À FAIRE: Recopiez en entier, sans rien changer, l’extrait ci-dessous sur le dialogue entre le Hezbollah et le Moustaqbal.

EXTRAIT À LIRE:
Les sources qui accompagnent le dialogue pensent que le Hezbollah est disposé à écouter les doléances et les remarques du Moustaqbal, mais dans les limites de l’écoute et de la demande d’éclaircissements, sans pour autant les traduire en un sujet d’entente. Le parti de Nasrallah ne compte pas faire de concessions sur les affaires fondamentales ou donner des indices de faiblesse ou de repli… Tout ce qu’il souhaite offrir ce sont des avancées en matière d’apaisement des esprits, de construction de la confiance… allant du plan de «nettoyage de Beyrouth» au sens politique, jusqu’à la consolidation du plan de sécurité et de l’autorité de l’Etat dans la Békaa.
Hariri veut tout dire
L’ex-Premier ministre Saad Hariri s’est drapé dans le silence face aux derniers développements sécuritaires et politiques, allant de l’opération de Chebaa jusqu’aux positions des pôles du Moustaqbal à l’égard du Hezbollah. La raison principale de ce mutisme est qu’il compte définir ses options en une seule fois dans le cadre du discours qu’il prononcera le 14 février, à l’occasion de la dixième commémoration de l’assassinat du président Rafic Hariri. Les conseillers de Saad Hariri s’appliquent à peaufiner le texte qui, contrairement au dialogue de Aïn el-Tiné, n’ignorera pas les sujets cruciaux de divergence (le tribunal international, la crise syrienne, le rôle du Hezbollah…). Mais même s’il hausse la barre, ce qui est compréhensible à cette occasion, cela n’aura pas d’incidence sur le dialogue qui se poursuivra.

DONNÉES FOURNIES:
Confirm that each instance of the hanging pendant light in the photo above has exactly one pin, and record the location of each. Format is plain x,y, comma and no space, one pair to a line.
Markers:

EXERCICE TERMINÉ:
Les sources qui accompagnent le dialogue pensent que le Hezbollah est disposé à écouter les doléances et les remarques du Moustaqbal, mais dans les limites de l’écoute et de la demande d’éclaircissements, sans pour autant les traduire en un sujet d’entente. Le parti de Nasrallah ne compte pas faire de concessions sur les affaires fondamentales ou donner des indices de faiblesse ou de repli… Tout ce qu’il souhaite offrir ce sont des avancées en matière d’apaisement des esprits, de construction de la confiance… allant du plan de «nettoyage de Beyrouth» au sens politique, jusqu’à la consolidation du plan de sécurité et de l’autorité de l’Etat dans la Békaa.
Hariri veut tout dire
L’ex-Premier ministre Saad Hariri s’est drapé dans le silence face aux derniers développements sécuritaires et politiques, allant de l’opération de Chebaa jusqu’aux positions des pôles du Moustaqbal à l’égard du Hezbollah. La raison principale de ce mutisme est qu’il compte définir ses options en une seule fois dans le cadre du discours qu’il prononcera le 14 février, à l’occasion de la dixième commémoration de l’assassinat du président Rafic Hariri. Les conseillers de Saad Hariri s’appliquent à peaufiner le texte qui, contrairement au dialogue de Aïn el-Tiné, n’ignorera pas les sujets cruciaux de divergence (le tribunal international, la crise syrienne, le rôle du Hezbollah…). Mais même s’il hausse la barre, ce qui est compréhensible à cette occasion, cela n’aura pas d’incidence sur le dialogue qui se poursuivra.